--- The records ---
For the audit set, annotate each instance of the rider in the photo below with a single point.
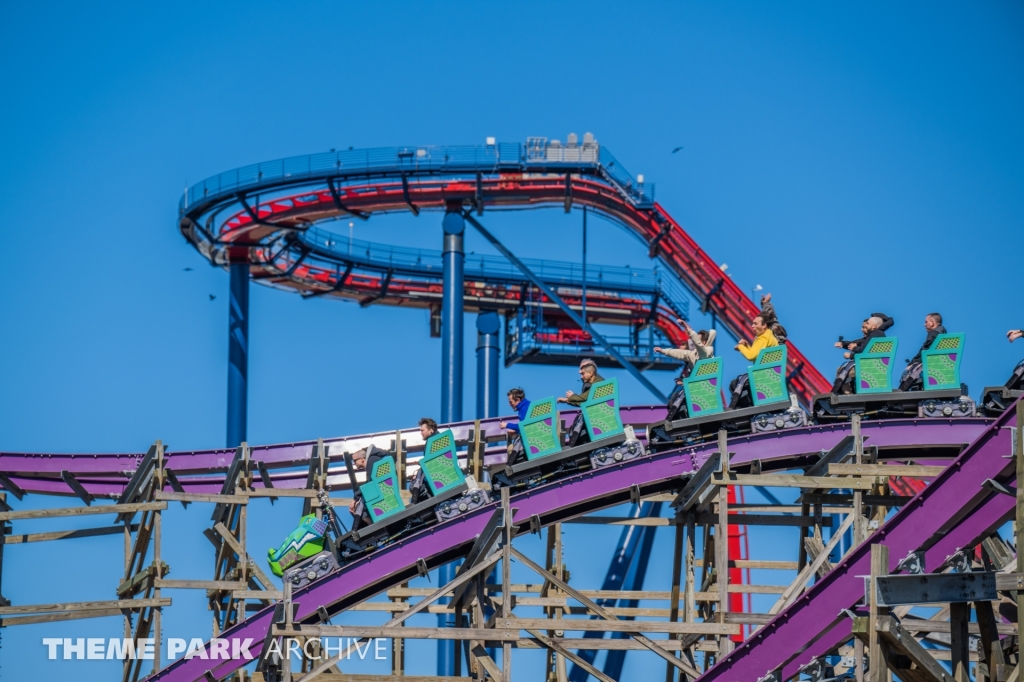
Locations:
(910, 381)
(699, 346)
(1016, 382)
(518, 401)
(418, 487)
(363, 460)
(763, 338)
(871, 328)
(589, 377)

--- Exercise requirements ---
Put the lines above into a Markdown table with two columns, "Row" for the row number and "Line" for the line itself, skipping any blank lines. Leave the pictures out of your answer.

--- Response below ---
| Row | Line |
|---|---|
| 1 | For the audit set, annotate each instance of the rider in the photo below with a single point. |
| 2 | Locations: |
| 3 | (910, 381) |
| 4 | (699, 346) |
| 5 | (1016, 382) |
| 6 | (518, 401) |
| 7 | (418, 487) |
| 8 | (363, 460) |
| 9 | (763, 338) |
| 10 | (871, 328) |
| 11 | (589, 377) |